Dataset excerpt
— begin —

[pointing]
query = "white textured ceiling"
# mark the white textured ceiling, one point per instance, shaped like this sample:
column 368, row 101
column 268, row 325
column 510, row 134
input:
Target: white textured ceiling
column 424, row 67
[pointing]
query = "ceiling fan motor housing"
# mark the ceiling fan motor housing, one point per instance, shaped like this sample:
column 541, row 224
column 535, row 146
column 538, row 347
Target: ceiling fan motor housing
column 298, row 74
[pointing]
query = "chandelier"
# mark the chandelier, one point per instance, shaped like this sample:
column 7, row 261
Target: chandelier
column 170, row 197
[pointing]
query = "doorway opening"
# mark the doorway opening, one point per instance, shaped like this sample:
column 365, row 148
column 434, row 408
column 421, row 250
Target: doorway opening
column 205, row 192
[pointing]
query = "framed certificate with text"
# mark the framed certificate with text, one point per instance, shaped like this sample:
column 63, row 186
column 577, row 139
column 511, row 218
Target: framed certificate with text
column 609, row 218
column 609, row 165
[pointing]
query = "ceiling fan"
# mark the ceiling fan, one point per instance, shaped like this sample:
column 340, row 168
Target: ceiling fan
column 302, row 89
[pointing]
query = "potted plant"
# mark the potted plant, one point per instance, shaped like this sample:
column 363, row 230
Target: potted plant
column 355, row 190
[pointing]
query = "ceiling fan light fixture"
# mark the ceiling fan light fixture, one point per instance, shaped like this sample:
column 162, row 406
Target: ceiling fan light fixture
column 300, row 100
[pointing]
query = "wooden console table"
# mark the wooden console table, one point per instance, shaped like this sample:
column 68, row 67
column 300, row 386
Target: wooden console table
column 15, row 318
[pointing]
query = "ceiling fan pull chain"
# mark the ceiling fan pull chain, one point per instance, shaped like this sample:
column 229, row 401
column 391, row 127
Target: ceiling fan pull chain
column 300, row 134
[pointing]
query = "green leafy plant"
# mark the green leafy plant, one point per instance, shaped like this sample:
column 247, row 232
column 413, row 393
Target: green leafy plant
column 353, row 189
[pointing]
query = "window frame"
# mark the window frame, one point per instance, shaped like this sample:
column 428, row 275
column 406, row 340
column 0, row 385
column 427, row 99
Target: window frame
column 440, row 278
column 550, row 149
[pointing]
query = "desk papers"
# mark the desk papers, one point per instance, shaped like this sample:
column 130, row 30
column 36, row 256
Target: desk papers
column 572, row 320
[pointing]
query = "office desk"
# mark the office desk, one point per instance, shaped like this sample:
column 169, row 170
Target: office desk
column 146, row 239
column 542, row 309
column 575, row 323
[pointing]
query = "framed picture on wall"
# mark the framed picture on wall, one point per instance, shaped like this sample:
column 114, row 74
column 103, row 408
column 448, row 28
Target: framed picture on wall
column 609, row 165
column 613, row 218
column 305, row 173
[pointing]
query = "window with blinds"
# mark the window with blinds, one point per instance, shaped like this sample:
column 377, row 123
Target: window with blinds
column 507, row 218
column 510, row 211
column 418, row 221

— end —

Can you copy every one of these records line for line, leaving nothing out and changing nothing?

§ Exercise response
[pointing]
query = "white textured ceiling"
# mark the white textured ceiling, one point per instance, shaped like this sample:
column 368, row 101
column 268, row 325
column 510, row 134
input:
Target: white textured ceiling
column 424, row 67
[pointing]
query = "ceiling fan motor housing"
# mark the ceiling fan motor housing, one point per instance, shaped like this sample:
column 541, row 224
column 535, row 146
column 538, row 347
Target: ceiling fan motor housing
column 298, row 74
[pointing]
query = "chandelier"
# mark the chandelier, one point per instance, shaped like this sample:
column 7, row 261
Target: chandelier
column 170, row 197
[pointing]
query = "doorway opening"
# mark the doorway opening, one point per instance, shaped like this sample:
column 365, row 148
column 434, row 408
column 421, row 250
Target: doorway opening
column 205, row 192
[pointing]
query = "framed certificate with text"
# mark the framed certificate with text, one point per instance, shaped like this sample:
column 63, row 186
column 577, row 139
column 511, row 218
Target: framed certificate with text
column 609, row 218
column 609, row 165
[pointing]
query = "ceiling fan"
# mark the ceiling fan, one point per instance, shaped like this sample:
column 340, row 168
Target: ceiling fan
column 302, row 89
[pointing]
query = "potted plant"
# mark the potted plant, one point per instance, shaped like this sample:
column 363, row 230
Target: potted plant
column 355, row 190
[pointing]
query = "ceiling fan light fixture"
# mark the ceiling fan light fixture, one point per instance, shaped like this sample:
column 162, row 406
Target: ceiling fan light fixture
column 300, row 100
[pointing]
query = "wooden console table"
# mark the wooden console table, one point per instance, shaped like this sample:
column 68, row 67
column 300, row 386
Target: wooden console table
column 15, row 318
[pointing]
query = "ceiling fan pull chain"
# mark the ceiling fan pull chain, one point per instance, shaped like this sample:
column 229, row 401
column 391, row 127
Target: ceiling fan pull chain
column 300, row 134
[pointing]
query = "green leafy plant"
# mark the green leafy plant, one point per instance, shaped like this sample:
column 247, row 232
column 413, row 393
Target: green leafy plant
column 353, row 189
[pointing]
query = "window frame"
# mark the window frame, one point per instance, shaped like this sample:
column 428, row 275
column 406, row 340
column 0, row 385
column 427, row 99
Target: window frame
column 440, row 278
column 550, row 149
[pointing]
query = "desk papers"
# mark the desk papers, one point per instance, shaped like this sample:
column 130, row 30
column 36, row 256
Target: desk papers
column 572, row 320
[pointing]
query = "office desk"
# mark the office desk, one point per instance, shaped like this sample:
column 169, row 170
Target: office desk
column 146, row 239
column 542, row 309
column 575, row 323
[pointing]
query = "framed picture on wall"
# mark the framed picture on wall, one point per instance, shaped like this sample:
column 114, row 74
column 103, row 408
column 448, row 28
Target: framed picture on wall
column 609, row 165
column 613, row 218
column 305, row 173
[pointing]
query = "window with blinds"
# mark the window with blinds, one point per instance, shaped like this sample:
column 377, row 123
Target: window with blinds
column 507, row 218
column 510, row 211
column 418, row 221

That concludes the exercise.